-- start Extracted information --

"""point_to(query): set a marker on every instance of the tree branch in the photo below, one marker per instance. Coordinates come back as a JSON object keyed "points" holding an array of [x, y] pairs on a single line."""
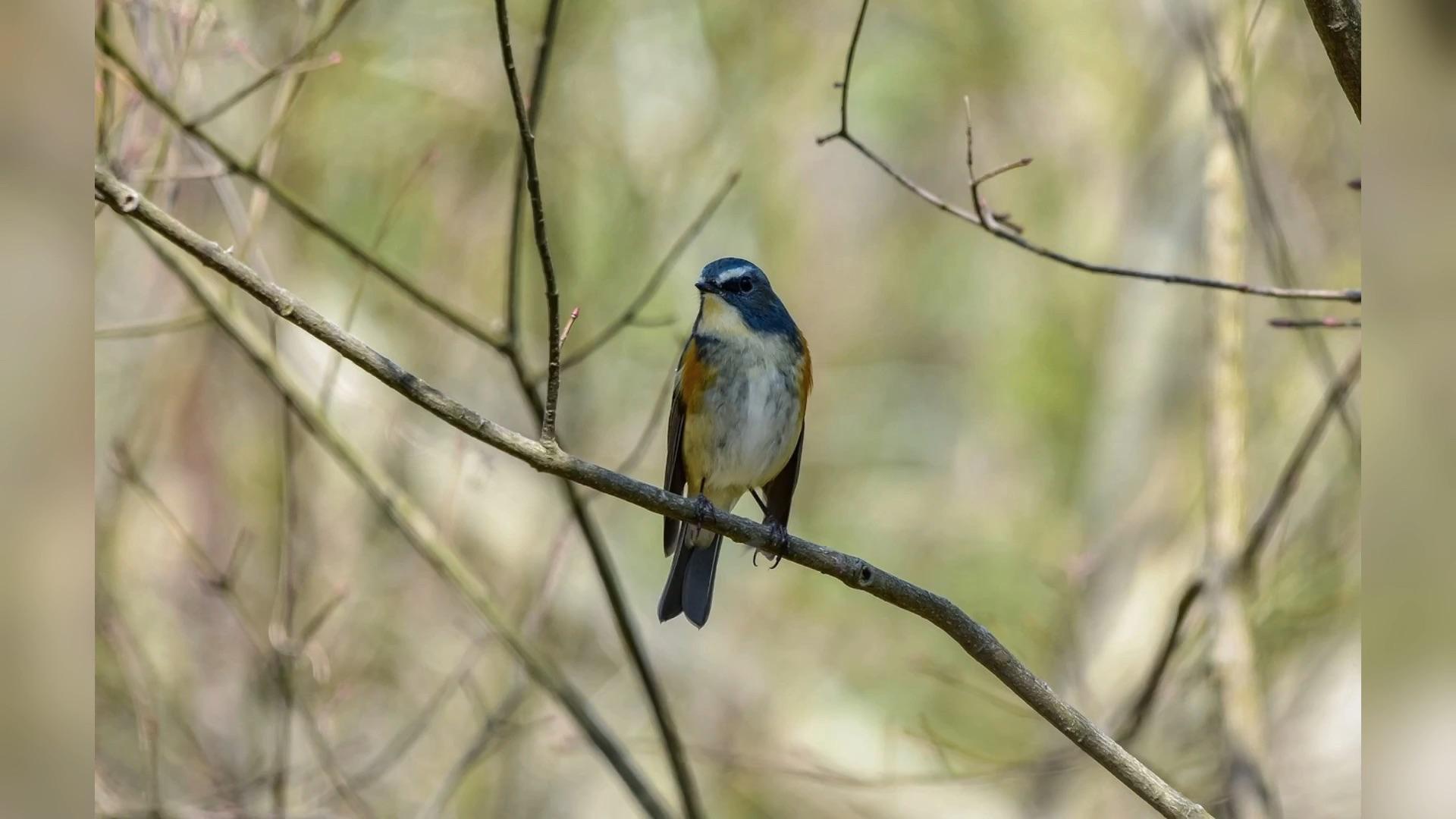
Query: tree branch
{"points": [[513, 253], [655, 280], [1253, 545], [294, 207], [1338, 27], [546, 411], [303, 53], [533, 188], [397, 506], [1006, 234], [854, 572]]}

-- end Extracted information --
-- start Extracted information --

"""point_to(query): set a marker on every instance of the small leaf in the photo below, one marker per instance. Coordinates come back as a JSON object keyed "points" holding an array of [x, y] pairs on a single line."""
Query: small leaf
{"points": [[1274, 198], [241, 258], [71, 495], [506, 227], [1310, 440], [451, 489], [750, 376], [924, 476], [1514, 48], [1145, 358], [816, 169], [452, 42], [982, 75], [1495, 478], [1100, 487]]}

-- end Extracted information --

## Exercise directions
Starting with the line that contains "of the tree" and going on through the line that contains "Query: tree branch", write the lines out again with "marker" swapped for "pin" and everything else left unchanged. Give only those lines, and leave the picture out.

## Answer to the problem
"""point_to(query): set a pin on every instance of the tree branch in the photo below, one pin per instance. Coordinates come back as a JSON object keyed "points" holding an array of [x, y] pairs on a single line."""
Query: tree branch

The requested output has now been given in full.